═════ LISTED RECORDS ═════
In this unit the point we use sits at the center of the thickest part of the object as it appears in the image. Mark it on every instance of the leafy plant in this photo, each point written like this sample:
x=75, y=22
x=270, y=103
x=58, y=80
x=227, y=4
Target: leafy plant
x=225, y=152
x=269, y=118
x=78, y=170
═════
TASK DIRECTIONS: Please reproduce the listing above word for word, keeping every line and its order unchanged.

WRITTEN SOLUTION:
In this unit the point we use sits at the center of the thickest part of the object as it appears in the image. Mark it on every instance of the leafy plant in this photo, each point written like this sample:
x=75, y=22
x=270, y=103
x=58, y=80
x=227, y=4
Target: leafy plant
x=225, y=152
x=269, y=118
x=78, y=170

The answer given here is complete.